- Problem statement
Extract every line of the listing below word for word, leaving out the pictures.

- Provided entries
•••••

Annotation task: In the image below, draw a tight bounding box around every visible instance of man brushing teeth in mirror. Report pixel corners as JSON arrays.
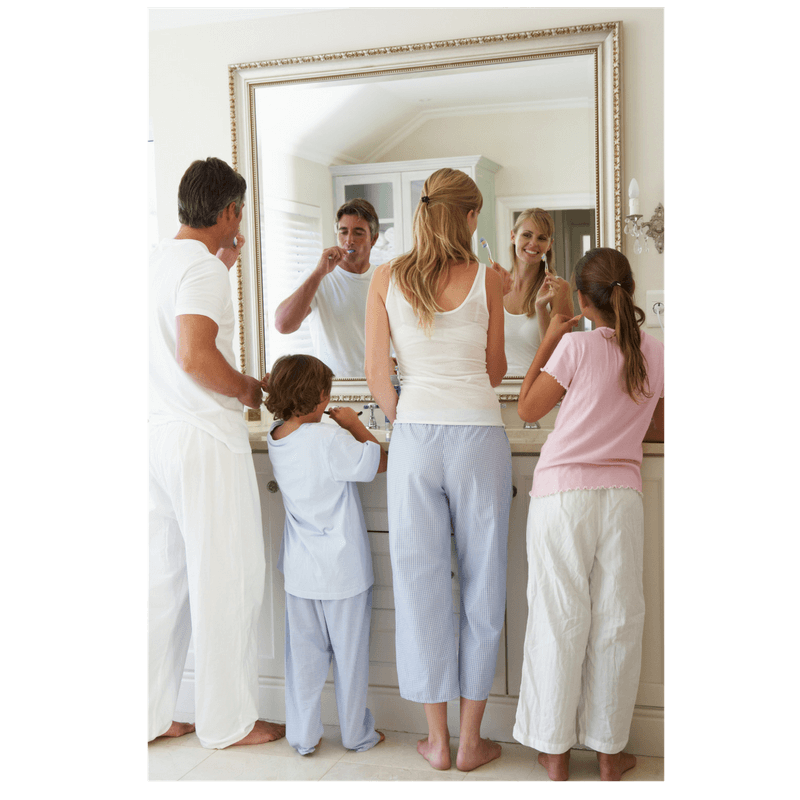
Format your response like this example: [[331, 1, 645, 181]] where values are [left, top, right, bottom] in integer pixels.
[[275, 198, 379, 378]]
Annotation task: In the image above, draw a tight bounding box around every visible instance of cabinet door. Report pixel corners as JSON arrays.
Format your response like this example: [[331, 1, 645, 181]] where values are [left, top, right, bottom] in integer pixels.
[[506, 456, 539, 697]]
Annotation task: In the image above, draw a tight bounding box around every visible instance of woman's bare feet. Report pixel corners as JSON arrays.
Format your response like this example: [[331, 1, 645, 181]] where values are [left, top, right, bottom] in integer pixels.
[[597, 753, 636, 783], [539, 750, 569, 783], [156, 722, 194, 739], [456, 737, 503, 772], [231, 719, 286, 747], [417, 737, 450, 769]]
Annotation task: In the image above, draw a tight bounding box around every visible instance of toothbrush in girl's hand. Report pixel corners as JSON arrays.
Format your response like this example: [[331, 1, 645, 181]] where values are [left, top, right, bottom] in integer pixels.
[[481, 236, 494, 263]]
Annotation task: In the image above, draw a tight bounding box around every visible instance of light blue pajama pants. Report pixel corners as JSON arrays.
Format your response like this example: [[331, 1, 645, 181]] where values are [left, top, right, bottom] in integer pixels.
[[387, 424, 511, 703], [285, 587, 380, 756]]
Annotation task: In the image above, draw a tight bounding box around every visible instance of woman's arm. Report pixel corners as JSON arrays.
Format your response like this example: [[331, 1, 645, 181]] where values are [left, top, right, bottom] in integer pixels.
[[365, 264, 397, 424], [486, 269, 508, 386]]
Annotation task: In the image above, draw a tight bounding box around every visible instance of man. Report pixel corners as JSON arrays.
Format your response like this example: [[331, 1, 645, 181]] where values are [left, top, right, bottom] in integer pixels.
[[275, 198, 379, 378], [147, 158, 285, 748]]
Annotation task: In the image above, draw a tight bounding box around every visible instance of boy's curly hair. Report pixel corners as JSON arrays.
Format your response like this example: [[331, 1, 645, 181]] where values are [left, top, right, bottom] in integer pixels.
[[264, 354, 333, 420]]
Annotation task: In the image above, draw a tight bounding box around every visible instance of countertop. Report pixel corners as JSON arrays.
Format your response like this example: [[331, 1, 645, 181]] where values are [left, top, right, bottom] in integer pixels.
[[250, 422, 665, 458]]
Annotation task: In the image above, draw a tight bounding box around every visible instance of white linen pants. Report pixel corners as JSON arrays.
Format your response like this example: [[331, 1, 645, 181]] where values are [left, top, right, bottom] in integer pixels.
[[387, 424, 511, 703], [514, 489, 644, 754], [147, 422, 266, 748], [285, 587, 380, 756]]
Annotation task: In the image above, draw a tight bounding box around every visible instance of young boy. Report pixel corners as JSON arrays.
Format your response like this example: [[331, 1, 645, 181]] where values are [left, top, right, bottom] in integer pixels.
[[265, 355, 387, 755]]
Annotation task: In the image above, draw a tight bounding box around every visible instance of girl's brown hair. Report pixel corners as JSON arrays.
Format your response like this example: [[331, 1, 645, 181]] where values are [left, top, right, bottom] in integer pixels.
[[391, 167, 483, 335], [264, 354, 333, 420], [511, 208, 556, 317], [574, 247, 653, 403]]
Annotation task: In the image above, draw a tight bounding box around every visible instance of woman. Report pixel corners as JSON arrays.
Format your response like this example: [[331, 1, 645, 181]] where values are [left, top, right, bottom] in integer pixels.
[[366, 169, 511, 771], [504, 208, 573, 375]]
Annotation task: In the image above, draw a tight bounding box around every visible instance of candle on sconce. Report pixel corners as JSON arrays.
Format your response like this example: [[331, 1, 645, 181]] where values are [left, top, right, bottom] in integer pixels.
[[628, 178, 639, 216]]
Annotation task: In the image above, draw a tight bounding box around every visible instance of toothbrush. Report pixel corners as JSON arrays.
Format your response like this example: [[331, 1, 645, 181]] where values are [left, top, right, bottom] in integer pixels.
[[481, 236, 494, 263]]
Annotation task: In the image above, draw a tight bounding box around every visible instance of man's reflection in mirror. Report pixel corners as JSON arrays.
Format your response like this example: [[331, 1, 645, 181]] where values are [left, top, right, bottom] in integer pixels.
[[275, 198, 379, 378]]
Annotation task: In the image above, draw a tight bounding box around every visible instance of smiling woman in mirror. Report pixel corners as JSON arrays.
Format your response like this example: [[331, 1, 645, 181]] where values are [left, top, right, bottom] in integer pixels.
[[492, 208, 574, 374], [275, 198, 378, 378]]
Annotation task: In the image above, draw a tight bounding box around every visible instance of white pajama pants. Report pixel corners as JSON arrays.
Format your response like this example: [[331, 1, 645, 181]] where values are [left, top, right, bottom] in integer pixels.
[[285, 587, 380, 756], [514, 489, 644, 754], [387, 424, 511, 703], [147, 422, 266, 748]]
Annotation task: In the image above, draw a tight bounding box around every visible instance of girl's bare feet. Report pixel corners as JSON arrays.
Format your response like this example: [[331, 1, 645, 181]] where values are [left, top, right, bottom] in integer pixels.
[[417, 738, 450, 769], [456, 737, 503, 772], [156, 722, 194, 739], [597, 753, 636, 783], [539, 750, 569, 783], [231, 719, 286, 747]]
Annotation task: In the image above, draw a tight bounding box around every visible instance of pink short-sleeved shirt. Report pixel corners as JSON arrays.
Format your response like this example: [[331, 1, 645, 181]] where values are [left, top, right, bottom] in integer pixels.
[[530, 328, 664, 497]]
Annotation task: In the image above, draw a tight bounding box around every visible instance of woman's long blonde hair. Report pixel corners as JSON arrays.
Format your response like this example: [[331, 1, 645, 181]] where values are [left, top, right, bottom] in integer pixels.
[[573, 247, 653, 403], [391, 167, 483, 336], [511, 208, 556, 317]]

•••••

- Result of this task
Annotation task: In the image below, draw a tight bounding box around every visible instance of man brushing teeth in mirror. Report pixel corners as JSON arrays.
Format your response like this example: [[331, 1, 645, 181]] where values are [left, top, right, bottom] in integer pixels.
[[275, 198, 379, 378]]
Annotation task: In the image above, draw a tight bounding box around every visible instance of cabinet door. Report pixel corners as JSON arrays.
Format your response like this example: [[331, 1, 645, 181]] where values are [left, top, right, bottom] in integer pixels.
[[506, 456, 539, 697]]
Annotation task: In the image above, draw a tight bounding box around every visible instance of woman's bare feet. Report pixel corners as JSON arrays.
Format your response like this example: [[331, 1, 645, 181]] where values are [left, top, right, bottom] in integer pixels.
[[597, 753, 636, 783], [539, 750, 569, 783], [156, 722, 194, 739], [456, 737, 503, 772], [231, 719, 286, 747], [417, 737, 450, 769]]
Annotation task: In the image above, draw a tight bounding box around every visible instance of toothbrush in girl's hand. Report pixel corners as JSON arrays.
Format your response like this example: [[331, 1, 645, 181]] where values are [left, top, right, bottom] in integer pixels.
[[481, 236, 494, 263]]
Annotation task: In the image above, draw a tight bounding box around every visible instance of light blue pajama pants. Report pixel corners as JSON arrays.
Format your response like this example: [[331, 1, 645, 181]] where values are [left, top, right, bottom] in integer pixels.
[[387, 424, 511, 703], [285, 587, 380, 756]]
Annotation task: In the image above, draw a tight bounding box around every visible instance of woman's arm. Report pixel corners as JSON arrays.
Format your response like this example: [[331, 1, 645, 181]] where values are [left, top, right, bottom] in integer pixels.
[[365, 264, 397, 424], [486, 269, 508, 386]]
Annotation task: In the image above, draw a tight bounding box around every visible instance of man. Report pixel corners as JSON arrays.
Format your response like this example: [[331, 1, 645, 181]] where values are [left, top, right, bottom] in integer pixels.
[[275, 198, 379, 378], [147, 158, 285, 748]]
Annotation task: In the image above, draw a tight bounding box around every visible instance of boy's curly hair. Report pixel corners as JSON arrays.
Format your response like this example: [[331, 1, 645, 181]] where values are [left, top, right, bottom] in integer pixels.
[[264, 354, 333, 420]]
Annotation task: In the image above, draw a tight bounding box around every visible instance of countertop. Report pixel corners as JSON arrays.
Format your response like this example: [[331, 1, 645, 181]] where values are [left, top, right, bottom] in integer pixels.
[[250, 422, 665, 458]]
Annotation task: In the image above, draw a tight bounding box around every visible instance of white linen pants. Report pixel corners as JSON arrays.
Format your response like this example: [[331, 1, 645, 181]] where values are [left, top, right, bottom] in integer pixels.
[[387, 424, 511, 703], [514, 489, 644, 754], [147, 422, 266, 748], [285, 587, 380, 756]]
Annotation task: In the image above, draw a tight bounding box around every visible instance of young boy. Report pixel corners as JSON arrays.
Format your response like this example: [[331, 1, 645, 181]] where values are [left, top, right, bottom] in integer pixels.
[[265, 355, 387, 755]]
Annotation task: In the image above, draw a tight bounding box around every visible instance of girl's brown hair. Report pixel corners as JSON arrays.
Format your response like this example: [[331, 1, 645, 181]] where values are [left, top, right, bottom] in integer pixels.
[[391, 167, 483, 335], [264, 354, 333, 420], [511, 208, 556, 317], [574, 247, 653, 403]]
Annotation task: In the image above, draw a tight bounding box around every visible instance of woman. Report pixel corners as JSON arrays.
Format your response like this example: [[331, 1, 645, 181]] where values are [left, top, right, bottom] in integer pixels.
[[366, 169, 511, 771], [504, 208, 573, 375]]
Annotation task: In the image above, draw a tight bounding box around every visible instance of candle on sconce. Report pixel corners as JSON arrays.
Format your response like this example: [[331, 1, 645, 181]] where values are [left, top, right, bottom] in integer pixels.
[[628, 178, 639, 216]]
Annotation task: In the image above, draw a tight bounding box around every visible instance of toothbrush. Report pixel corners as JSON arrays.
Format your response like this example: [[331, 1, 645, 181]] where values are [left, top, right, bottom] in integer pixels.
[[481, 236, 494, 263]]
Annotation task: In the image above, draw a tight bounding box around every visible instance of man's reflection in mirror. Report pixel corners as JSON arrays.
Format your response like this example: [[331, 1, 645, 181]] where values are [left, top, right, bottom] in integer pixels.
[[275, 198, 379, 378]]
Annotation task: In the image above, draw a tight bounding box around every visible instance of smiling woman in mirror. Report pixel corners as JSON arrays.
Format your response like this example: [[331, 1, 645, 181]] where values are [left, top, right, bottom] in integer pixels.
[[492, 208, 574, 374], [275, 198, 378, 378]]
Annotation task: In the image above, draw a tight bounding box around every visible instance of white pajama pants. Report pixel corners as JSON arrays.
Format your response like this example: [[331, 1, 645, 181]] where values are [left, top, right, bottom] in integer pixels.
[[285, 587, 380, 756], [514, 489, 644, 754], [387, 424, 511, 703], [147, 422, 266, 748]]
Annotation task: In the image above, draw a tight bounding box around every visible instance of girl's bare feet. Report pixel corners as JSON arrays.
Format your response like this example: [[331, 1, 645, 181]] where values are [left, top, right, bottom] in integer pixels.
[[417, 738, 450, 769], [456, 737, 503, 772], [156, 722, 194, 739], [597, 753, 636, 783], [539, 750, 569, 783], [231, 719, 286, 747]]
Annotation task: In the image above, draw a tight bounding box around every visible instance of pink short-sleeved shirt. Report pixel corners as JSON arrays.
Format your response like this example: [[331, 1, 645, 181]] where values are [left, top, right, bottom] in integer pixels.
[[530, 328, 664, 497]]
Annotation task: In the image above, draw a tight bounding box around every visible instance of woman's long blonde hair. Report pixel corners as JSON arrays.
Format your response like this example: [[331, 1, 645, 181]] where values are [left, top, right, bottom] in integer pixels.
[[573, 247, 653, 403], [391, 167, 483, 336], [511, 208, 556, 317]]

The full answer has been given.